Instructions to follow: Reproduce the data from its start through the line containing "241], [31, 241]]]", both ends included, leaving out the pictures. Multiply every coordinate in the answers by 2.2 and round to whole numbers, with halves rounding up, while the numbers in the requests and their format samples stay as they are.

Dataset entries:
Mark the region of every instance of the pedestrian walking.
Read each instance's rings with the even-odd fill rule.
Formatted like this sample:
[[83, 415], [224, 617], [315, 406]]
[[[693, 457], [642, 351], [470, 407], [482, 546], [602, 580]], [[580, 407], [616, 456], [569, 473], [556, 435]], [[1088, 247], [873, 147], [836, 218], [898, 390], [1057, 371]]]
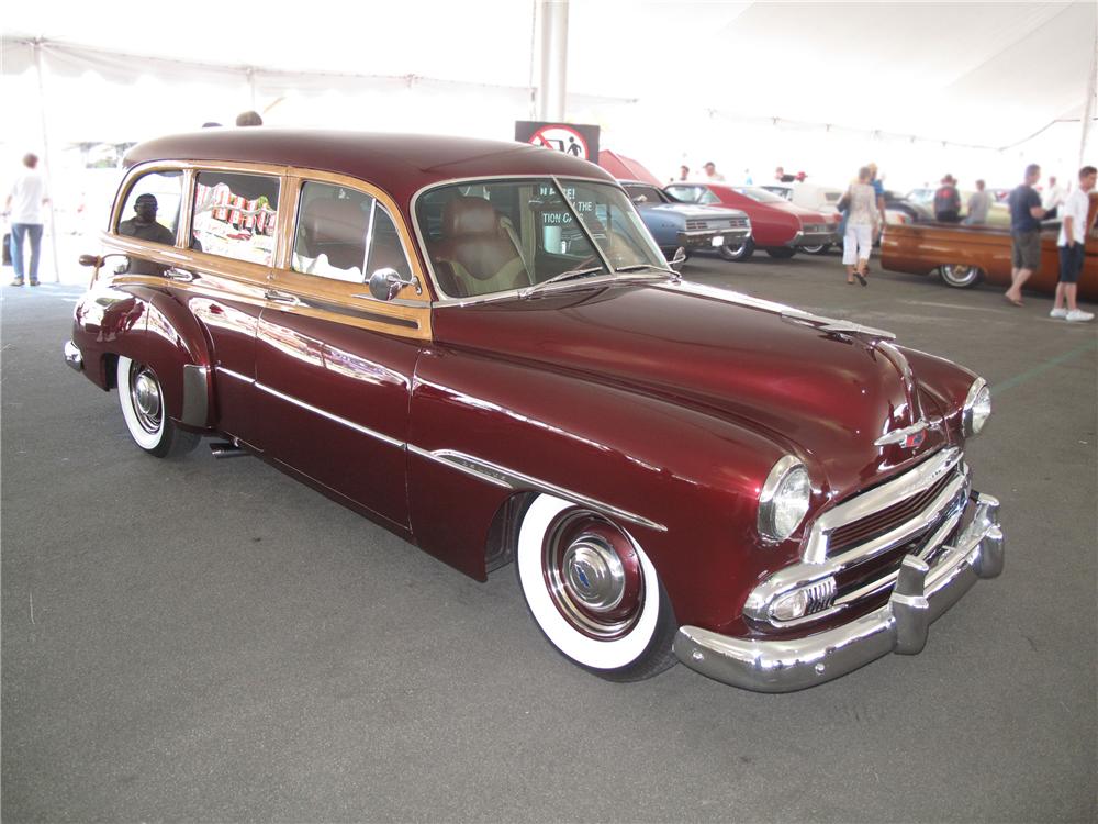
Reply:
[[[12, 286], [23, 286], [24, 274], [31, 286], [38, 285], [38, 257], [42, 253], [42, 207], [49, 202], [46, 181], [38, 170], [38, 156], [23, 155], [23, 170], [8, 192], [4, 215], [11, 219], [11, 265], [15, 269]], [[30, 266], [24, 266], [23, 241], [31, 241]]]
[[991, 193], [985, 191], [987, 183], [976, 181], [976, 191], [968, 198], [968, 216], [964, 219], [966, 226], [982, 226], [987, 223], [987, 213], [991, 209]]
[[942, 185], [934, 192], [934, 220], [939, 223], [956, 223], [961, 220], [961, 194], [952, 175], [943, 177]]
[[1031, 163], [1026, 167], [1026, 179], [1012, 192], [1010, 204], [1010, 241], [1012, 268], [1010, 288], [1005, 297], [1016, 307], [1022, 305], [1022, 286], [1041, 268], [1041, 221], [1045, 211], [1041, 196], [1033, 185], [1041, 179], [1041, 167]]
[[873, 250], [873, 237], [881, 220], [877, 210], [877, 197], [873, 190], [872, 171], [869, 166], [858, 170], [858, 181], [839, 201], [839, 209], [847, 212], [847, 230], [842, 241], [842, 263], [847, 267], [847, 282], [855, 279], [862, 286], [867, 286], [865, 272], [870, 265], [870, 253]]
[[1075, 302], [1078, 291], [1079, 272], [1083, 271], [1084, 247], [1087, 242], [1087, 215], [1090, 210], [1090, 192], [1098, 180], [1098, 169], [1084, 166], [1079, 169], [1079, 185], [1062, 204], [1063, 223], [1060, 226], [1060, 282], [1056, 283], [1056, 299], [1049, 315], [1063, 318], [1075, 323], [1093, 321], [1093, 312], [1084, 312]]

Correct response:
Mark the region of every instance of the pedestrian walking.
Read each instance's rings with the even-odd fill rule.
Formatted like this sample:
[[83, 415], [224, 617], [315, 406]]
[[[693, 457], [642, 351], [470, 407], [482, 546], [602, 580]], [[580, 407], [616, 456], [569, 473], [556, 435]], [[1088, 247], [873, 147], [836, 218], [898, 390], [1057, 371]]]
Reply:
[[[26, 629], [51, 629], [53, 603], [68, 629], [84, 627], [84, 565], [92, 557], [92, 455], [108, 444], [101, 398], [84, 374], [84, 343], [51, 341], [51, 374], [18, 422], [9, 473], [24, 482], [24, 583], [33, 592]], [[66, 585], [53, 585], [51, 530], [68, 530]]]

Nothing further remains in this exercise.